-- begin --
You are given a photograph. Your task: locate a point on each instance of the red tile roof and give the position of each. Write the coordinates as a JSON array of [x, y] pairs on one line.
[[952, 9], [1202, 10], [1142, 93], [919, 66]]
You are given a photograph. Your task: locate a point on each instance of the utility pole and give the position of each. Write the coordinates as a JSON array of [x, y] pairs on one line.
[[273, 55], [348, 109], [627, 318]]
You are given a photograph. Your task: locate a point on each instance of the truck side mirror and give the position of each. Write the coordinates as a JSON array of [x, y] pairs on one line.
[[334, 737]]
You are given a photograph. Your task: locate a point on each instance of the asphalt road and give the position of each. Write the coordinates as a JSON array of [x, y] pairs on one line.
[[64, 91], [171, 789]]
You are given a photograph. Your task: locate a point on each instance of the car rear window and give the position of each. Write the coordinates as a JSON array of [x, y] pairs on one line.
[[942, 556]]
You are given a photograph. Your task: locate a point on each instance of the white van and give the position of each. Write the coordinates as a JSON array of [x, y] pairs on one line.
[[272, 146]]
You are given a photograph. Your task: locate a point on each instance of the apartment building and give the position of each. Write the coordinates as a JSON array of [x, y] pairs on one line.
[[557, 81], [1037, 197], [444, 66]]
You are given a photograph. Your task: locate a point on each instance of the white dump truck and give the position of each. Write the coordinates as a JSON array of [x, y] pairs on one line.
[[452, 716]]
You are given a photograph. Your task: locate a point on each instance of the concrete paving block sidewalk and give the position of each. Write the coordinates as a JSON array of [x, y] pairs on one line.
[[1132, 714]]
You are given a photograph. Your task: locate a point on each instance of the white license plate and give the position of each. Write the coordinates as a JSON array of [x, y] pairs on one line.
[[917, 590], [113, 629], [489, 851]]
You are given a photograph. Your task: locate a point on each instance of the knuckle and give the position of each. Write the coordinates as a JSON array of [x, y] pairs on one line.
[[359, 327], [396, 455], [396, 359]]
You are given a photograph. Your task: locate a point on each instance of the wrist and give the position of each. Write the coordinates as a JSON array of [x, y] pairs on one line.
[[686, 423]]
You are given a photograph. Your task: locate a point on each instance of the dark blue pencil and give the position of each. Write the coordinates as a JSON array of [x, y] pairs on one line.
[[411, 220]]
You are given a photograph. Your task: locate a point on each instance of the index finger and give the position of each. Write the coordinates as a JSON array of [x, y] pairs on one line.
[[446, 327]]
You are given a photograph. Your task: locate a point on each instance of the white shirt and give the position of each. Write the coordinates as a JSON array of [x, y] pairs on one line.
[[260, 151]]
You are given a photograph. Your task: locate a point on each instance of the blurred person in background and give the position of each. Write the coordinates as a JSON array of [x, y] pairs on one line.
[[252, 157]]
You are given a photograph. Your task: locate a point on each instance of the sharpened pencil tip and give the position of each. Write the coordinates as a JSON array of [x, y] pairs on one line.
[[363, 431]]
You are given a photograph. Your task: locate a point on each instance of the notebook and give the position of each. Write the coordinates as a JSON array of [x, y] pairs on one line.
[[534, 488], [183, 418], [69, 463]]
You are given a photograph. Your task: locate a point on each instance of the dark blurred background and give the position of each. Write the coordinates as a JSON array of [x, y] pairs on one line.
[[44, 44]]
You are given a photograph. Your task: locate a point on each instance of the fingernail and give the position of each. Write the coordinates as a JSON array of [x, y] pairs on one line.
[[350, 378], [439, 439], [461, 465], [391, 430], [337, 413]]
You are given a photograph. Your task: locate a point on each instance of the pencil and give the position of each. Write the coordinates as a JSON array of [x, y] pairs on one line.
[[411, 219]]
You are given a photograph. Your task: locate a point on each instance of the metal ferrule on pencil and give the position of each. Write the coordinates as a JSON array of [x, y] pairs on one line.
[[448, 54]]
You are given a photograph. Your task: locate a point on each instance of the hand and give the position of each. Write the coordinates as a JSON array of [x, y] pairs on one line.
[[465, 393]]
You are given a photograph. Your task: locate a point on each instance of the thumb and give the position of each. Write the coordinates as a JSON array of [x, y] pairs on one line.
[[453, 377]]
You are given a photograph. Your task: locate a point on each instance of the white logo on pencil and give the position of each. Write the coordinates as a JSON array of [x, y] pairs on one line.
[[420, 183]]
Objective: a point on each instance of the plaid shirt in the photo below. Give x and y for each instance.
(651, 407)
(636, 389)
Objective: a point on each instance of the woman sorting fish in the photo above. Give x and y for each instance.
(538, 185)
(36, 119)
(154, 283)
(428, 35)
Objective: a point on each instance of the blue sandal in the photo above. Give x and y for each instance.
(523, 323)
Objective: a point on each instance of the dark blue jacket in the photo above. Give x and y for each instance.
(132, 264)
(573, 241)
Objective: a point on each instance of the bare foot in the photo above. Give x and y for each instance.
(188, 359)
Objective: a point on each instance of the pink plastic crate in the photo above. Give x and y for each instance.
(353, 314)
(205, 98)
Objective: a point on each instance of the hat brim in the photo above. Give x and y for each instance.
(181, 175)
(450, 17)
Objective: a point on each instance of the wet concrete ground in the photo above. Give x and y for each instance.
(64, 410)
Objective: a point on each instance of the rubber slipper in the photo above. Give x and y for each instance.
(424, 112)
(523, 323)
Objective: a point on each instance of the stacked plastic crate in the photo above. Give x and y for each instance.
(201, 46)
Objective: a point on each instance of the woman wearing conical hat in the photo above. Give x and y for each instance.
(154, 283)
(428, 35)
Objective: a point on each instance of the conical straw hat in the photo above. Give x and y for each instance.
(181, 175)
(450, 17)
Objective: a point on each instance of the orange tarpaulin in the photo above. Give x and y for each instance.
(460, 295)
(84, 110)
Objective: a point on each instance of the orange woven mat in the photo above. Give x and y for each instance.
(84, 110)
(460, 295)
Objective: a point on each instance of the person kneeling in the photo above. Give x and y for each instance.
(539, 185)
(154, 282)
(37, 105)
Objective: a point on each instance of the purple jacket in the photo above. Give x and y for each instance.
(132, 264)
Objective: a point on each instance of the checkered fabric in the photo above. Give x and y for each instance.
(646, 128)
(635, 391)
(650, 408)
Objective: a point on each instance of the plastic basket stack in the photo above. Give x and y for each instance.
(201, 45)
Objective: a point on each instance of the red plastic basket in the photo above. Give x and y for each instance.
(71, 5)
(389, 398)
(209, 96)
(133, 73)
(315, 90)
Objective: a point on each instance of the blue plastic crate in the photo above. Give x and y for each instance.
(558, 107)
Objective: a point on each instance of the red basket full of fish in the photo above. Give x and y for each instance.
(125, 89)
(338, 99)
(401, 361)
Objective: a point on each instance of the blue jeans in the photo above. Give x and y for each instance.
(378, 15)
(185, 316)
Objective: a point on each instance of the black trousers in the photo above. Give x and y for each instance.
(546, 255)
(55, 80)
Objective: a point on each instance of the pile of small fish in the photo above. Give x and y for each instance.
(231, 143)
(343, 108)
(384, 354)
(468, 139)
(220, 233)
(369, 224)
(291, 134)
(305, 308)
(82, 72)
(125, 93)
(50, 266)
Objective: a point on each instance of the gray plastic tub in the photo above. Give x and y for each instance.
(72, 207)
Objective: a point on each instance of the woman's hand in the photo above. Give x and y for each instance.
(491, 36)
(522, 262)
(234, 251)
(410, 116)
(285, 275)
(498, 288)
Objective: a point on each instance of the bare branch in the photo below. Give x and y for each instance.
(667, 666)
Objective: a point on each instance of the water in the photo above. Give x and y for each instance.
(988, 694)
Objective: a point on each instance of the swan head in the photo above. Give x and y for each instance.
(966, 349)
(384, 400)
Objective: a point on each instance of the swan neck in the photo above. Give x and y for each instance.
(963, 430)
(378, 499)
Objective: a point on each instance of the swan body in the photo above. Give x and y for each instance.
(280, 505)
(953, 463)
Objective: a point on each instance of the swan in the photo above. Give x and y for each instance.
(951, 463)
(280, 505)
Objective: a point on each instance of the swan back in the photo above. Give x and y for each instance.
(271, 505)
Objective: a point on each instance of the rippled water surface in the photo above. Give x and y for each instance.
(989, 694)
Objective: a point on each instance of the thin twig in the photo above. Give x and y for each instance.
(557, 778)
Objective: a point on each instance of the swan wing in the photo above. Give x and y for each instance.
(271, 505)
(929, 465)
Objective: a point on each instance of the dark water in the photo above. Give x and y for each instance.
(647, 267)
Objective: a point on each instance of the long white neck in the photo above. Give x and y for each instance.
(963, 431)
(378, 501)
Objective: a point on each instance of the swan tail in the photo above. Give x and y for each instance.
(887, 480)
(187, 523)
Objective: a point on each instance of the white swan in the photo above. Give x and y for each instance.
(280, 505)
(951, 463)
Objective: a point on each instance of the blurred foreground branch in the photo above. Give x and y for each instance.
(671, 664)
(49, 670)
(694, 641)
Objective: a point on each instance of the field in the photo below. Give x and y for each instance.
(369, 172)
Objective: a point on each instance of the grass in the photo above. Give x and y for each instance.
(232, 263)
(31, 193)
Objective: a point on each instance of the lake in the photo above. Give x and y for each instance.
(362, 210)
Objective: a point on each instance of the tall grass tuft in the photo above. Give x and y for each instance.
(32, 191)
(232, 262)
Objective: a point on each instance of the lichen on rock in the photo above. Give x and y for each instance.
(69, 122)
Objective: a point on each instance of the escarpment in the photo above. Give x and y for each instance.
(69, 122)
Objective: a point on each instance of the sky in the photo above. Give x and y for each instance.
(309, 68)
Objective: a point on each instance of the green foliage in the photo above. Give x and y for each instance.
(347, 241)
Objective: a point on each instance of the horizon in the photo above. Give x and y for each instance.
-- end --
SHORT EXERCISE: Return the lines of the records verbatim, starting at the line containing "of the apartment" and ending at the line containing "[[557, 81], [1037, 197], [444, 66]]", both lines included.

FINISHED ANSWER:
You are given a photograph. Your task: locate a point on each instance of the apartment building and give the position of each. Write the coordinates as a JSON array of [x, y] pairs on one line.
[[557, 81], [1037, 197], [444, 66]]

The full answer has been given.